SELECTION start
# Veterans Ombudsman to Host Town Halls



## Veterans Ombudsman (5 Oct 2011)

You are invited to attend a Veterans Ombudsman town hall.

Mr. Guy Parent, Veterans Ombudsman, will host a series of public town hall sessions in Quebec, New Brunswick and Nova Scotia. All Veterans, military and RCMP members, families and interested parties are invited to attend.

A Veterans Ombudsman town hall is an informal meeting where everyone in the Veterans’ community is invited to attend. These events will allow the Ombudsman to meet and speak with Veterans, talk about the work that the Office is doing on their behalf, share plans for the months ahead, and answer some of the questions Veterans may have about the Office. Office staff will also be available to meet with Veterans and provide additional information about specific issues or cases.   

We hope to see you there!

For more information, please go to: http://www.ombudsman-veterans.gc.ca/blog-blogue/post-eng.cfm?124

Quebec City Town Hall

October 12, 2011
Time: 1400 – 1600
Location: Royal Canadian Legion, Branch 265, 45 Paquet Street, Loretteville, Quebec

Moncton Town Hall

October 17, 2011
Time: 1900 – 2100
Location: Royal Canadian Legion, Branch 6, 100 War Veterans Avenue, Moncton, New Brunswick

Oromocto Town Hall

October 18, 2011
Time: 1900 – 2100
Location: J-7 Theatre, Canadian Forces Base Gagetown, Oromocto, New Brunswick

Halifax Regional Municipality Town Hall

October 20, 2011
Time: 1900 – 2100
Location: Royal Canadian Legion, Branch 160, 703 Main Street, Dartmouth, Nova Scotia

********


----------



## The Bread Guy (11 Oct 2011)

Bump to remind you about the Quebec town hall Wednesday

(....)
October 12, 2011
Time: 1400 – 1600
Location: Royal Canadian Legion, Branch 265, 45 Paquet Street, Loretteville, Quebec
(....)

For more information, please go to: http://www.ombudsman-veterans.gc.ca/blog-blogue/post-eng.cfm?124


----------



## Wookilar (11 Oct 2011)

Oromocto meeting has been changed to the Base Theater, same timings.

Wook


----------



## The Bread Guy (19 Oct 2011)

Another bump to remind you of tomorrow night's session in Halifax.

----
Halifax Regional Municipality Town Hall

October 20, 2011
Time: 1900 – 2100
Location: Royal Canadian Legion, Branch 160, 703 Main Street, Dartmouth, Nova Scotia
----


----------



## Wookilar (19 Oct 2011)

ANyone go to the one in Gagetown? I was unable to attend, was wondering what the old Chief had to say.

Wook


----------



## The Bread Guy (29 Oct 2011)

Some of the highlights of the town halls, according to the 'Budman's blog:


> .... Two main themes emerged throughout these activities. Firstly, the communication from Veterans Affairs Canada to the Veterans' community needs improvement. There is often either a lack of communication from the Department or the information that is provided is unclear, too complex, and bureaucratic. Secondly, access to programs is too complex and difficult. Often, Veterans in need of assistance are so disheartened by the process that they simply give up and suffer in silence. I want to assure the Veterans' community that we hear these concerns loudly and clearly and that the Office will continue to raise these issues with the Department and the Minister.
SELECTION end
DATASET EXCERPTS start
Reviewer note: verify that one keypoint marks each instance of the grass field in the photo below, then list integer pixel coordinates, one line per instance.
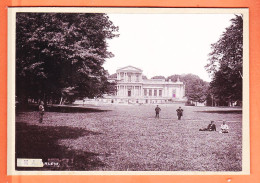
(129, 138)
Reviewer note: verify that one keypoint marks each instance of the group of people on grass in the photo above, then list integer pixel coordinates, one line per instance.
(211, 127)
(179, 112)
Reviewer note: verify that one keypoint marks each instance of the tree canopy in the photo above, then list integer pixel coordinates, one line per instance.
(226, 64)
(62, 54)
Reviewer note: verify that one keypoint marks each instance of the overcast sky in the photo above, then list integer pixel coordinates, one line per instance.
(165, 44)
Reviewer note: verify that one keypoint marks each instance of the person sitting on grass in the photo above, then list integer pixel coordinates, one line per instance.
(224, 128)
(211, 127)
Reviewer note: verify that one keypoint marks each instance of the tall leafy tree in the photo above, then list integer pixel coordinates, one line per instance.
(62, 55)
(226, 64)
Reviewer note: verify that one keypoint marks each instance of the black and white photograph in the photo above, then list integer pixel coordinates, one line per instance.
(128, 91)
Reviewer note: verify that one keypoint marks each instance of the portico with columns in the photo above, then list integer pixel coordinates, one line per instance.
(132, 88)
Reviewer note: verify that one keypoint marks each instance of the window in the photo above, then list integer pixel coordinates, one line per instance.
(137, 77)
(129, 78)
(174, 93)
(145, 92)
(150, 92)
(160, 93)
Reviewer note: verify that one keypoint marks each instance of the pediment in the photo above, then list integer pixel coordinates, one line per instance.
(129, 69)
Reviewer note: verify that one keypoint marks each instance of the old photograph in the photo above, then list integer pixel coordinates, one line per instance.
(126, 90)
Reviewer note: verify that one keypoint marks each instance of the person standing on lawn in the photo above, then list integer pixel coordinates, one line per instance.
(179, 113)
(41, 111)
(157, 111)
(211, 127)
(224, 128)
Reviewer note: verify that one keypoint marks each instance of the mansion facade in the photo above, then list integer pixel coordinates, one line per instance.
(133, 88)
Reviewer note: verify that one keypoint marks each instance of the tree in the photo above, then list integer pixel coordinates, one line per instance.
(226, 64)
(62, 55)
(195, 88)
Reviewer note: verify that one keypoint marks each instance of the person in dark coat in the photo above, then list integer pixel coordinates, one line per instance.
(41, 111)
(211, 127)
(179, 113)
(157, 111)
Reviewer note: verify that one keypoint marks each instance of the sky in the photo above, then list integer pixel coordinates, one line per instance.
(165, 44)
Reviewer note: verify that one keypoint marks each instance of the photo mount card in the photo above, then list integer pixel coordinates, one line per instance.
(28, 138)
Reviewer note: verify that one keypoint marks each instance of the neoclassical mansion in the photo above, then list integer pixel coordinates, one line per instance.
(132, 88)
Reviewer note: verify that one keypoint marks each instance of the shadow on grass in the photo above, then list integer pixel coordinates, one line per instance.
(41, 142)
(223, 112)
(60, 108)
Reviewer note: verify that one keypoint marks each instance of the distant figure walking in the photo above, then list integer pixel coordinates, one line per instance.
(179, 113)
(157, 111)
(41, 111)
(224, 128)
(211, 127)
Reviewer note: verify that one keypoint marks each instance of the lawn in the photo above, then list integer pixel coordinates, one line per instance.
(129, 138)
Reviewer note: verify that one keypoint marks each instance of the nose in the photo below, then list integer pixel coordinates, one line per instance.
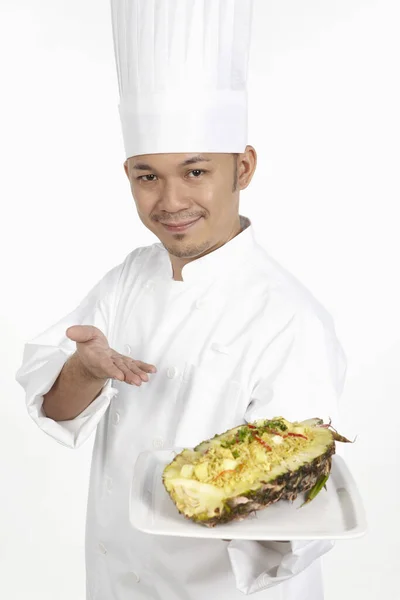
DATASET EXCERPTS end
- TASK REQUIREMENTS
1) Find every line in the records that contains the string "below" and copy each of those lines.
2) Write the next part of the forum thread above about the Veterans Ombudsman town halls, starting after its last sentence.

- ANSWERS PROVIDED
1)
Reviewer note: verify that one keypoint marks each instance of the grass field in the photo below, then list integer pixel coordinates, one line per instance.
Reviewer note: verify that one keypoint marks each instance of the nose in the photo below, then list integer pixel coordinates, one line per instance.

2)
> 
> Other concerns were raised during the town halls and are priorities for the Office, including services available for families, the disability award, disability benefits for conditions related to exposure to Agent Orange, long-term care, and the Veterans Independence Program. The issue of the blending of the Canada Pension Plan with the Canadian Forces Superannuation and the RCMP Superannuation was also raised by many participants at the Halifax town hall. While the issue falls outside the mandate of the Office, we will continue to monitor the issue and will follow up with the Ombudsman for the Department of National Defence and Canadian Forces ....


----------



## 57Chevy (29 Oct 2011)

Not being part of the Ombudsman mandate proves well that
he is a man accustomed to going beyond the call of duty.

The true spirit of a soldier.
Many should take note.

Salutations.


----------



## The Bread Guy (5 Jan 2012)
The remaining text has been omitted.